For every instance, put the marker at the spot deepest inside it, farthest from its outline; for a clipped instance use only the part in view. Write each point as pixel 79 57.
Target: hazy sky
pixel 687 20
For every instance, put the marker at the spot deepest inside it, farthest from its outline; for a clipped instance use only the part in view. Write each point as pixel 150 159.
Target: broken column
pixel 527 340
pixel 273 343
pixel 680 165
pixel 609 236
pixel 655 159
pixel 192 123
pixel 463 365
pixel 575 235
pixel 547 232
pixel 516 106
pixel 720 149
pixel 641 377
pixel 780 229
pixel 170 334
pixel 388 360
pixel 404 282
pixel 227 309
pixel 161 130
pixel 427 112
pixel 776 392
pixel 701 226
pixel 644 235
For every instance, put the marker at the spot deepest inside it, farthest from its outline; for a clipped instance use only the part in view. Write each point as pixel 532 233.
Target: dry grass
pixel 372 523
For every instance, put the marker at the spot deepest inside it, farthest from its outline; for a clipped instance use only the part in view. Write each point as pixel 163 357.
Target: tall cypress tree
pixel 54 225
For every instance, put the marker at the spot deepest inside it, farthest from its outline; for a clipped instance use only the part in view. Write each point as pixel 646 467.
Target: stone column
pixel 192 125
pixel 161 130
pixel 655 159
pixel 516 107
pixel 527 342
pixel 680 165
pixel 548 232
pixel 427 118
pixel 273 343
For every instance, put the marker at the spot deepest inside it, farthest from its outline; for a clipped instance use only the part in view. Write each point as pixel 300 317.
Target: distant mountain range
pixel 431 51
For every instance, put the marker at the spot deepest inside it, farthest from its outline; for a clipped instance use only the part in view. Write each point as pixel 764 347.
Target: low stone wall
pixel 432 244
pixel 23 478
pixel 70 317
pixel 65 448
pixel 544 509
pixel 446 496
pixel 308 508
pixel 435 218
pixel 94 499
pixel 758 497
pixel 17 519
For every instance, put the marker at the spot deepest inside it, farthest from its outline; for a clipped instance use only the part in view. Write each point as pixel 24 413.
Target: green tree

--------

Output all of the material, please, exactly as it stands.

For every instance, put the marker at the spot deepest inside it, farthest from its outline; for a clipped instance use only the part in view. Write each point as pixel 79 57.
Target: hazy sky
pixel 687 20
For every instance, put the marker at the spot deepest inside it, farthest from its outline; for a clipped instance use only the part in view. Write each point as pixel 150 159.
Target: broken column
pixel 527 340
pixel 273 343
pixel 680 165
pixel 609 236
pixel 655 159
pixel 192 123
pixel 463 365
pixel 575 235
pixel 547 232
pixel 516 106
pixel 720 149
pixel 641 377
pixel 780 229
pixel 170 334
pixel 388 360
pixel 404 282
pixel 227 309
pixel 161 130
pixel 427 112
pixel 776 392
pixel 701 226
pixel 644 235
For every instance, put the marker at the spot deepest inside it, farthest from its outline; for a clipped instance use only the part in view. Write each point as pixel 532 233.
Target: dry grass
pixel 372 523
For every instance, put the marker at the spot deepest inside it, farthest from its outline; for a clipped instance use only the part in view. Write each point as pixel 163 357.
Target: tall cypress tree
pixel 54 225
For every instance, put the marker at the spot deepest inside it, farthest from its outline; for a clipped instance use only the part in view. Write each point as pixel 646 467.
Target: stone column
pixel 192 125
pixel 161 130
pixel 655 159
pixel 516 107
pixel 527 342
pixel 680 165
pixel 548 232
pixel 427 118
pixel 273 343
For every instance, put the marker at the spot deepest inside it, farthest from its outline; for a clipped instance use only the part in view. Write each point as pixel 300 317.
Target: distant mountain range
pixel 431 51
For every instance, put the marker at the spot deepest inside it, farthest from its outline; for a clipped instance use only the part in view. Write each point as pixel 764 347.
Target: low stone wall
pixel 432 244
pixel 23 478
pixel 70 317
pixel 65 448
pixel 544 509
pixel 446 496
pixel 308 508
pixel 435 218
pixel 94 499
pixel 758 497
pixel 17 519
For every instance, put the marker at the spot deepest inside it, farthest from its outline; for a clipped instance use only the part in view. Write each point as pixel 24 413.
Target: green tree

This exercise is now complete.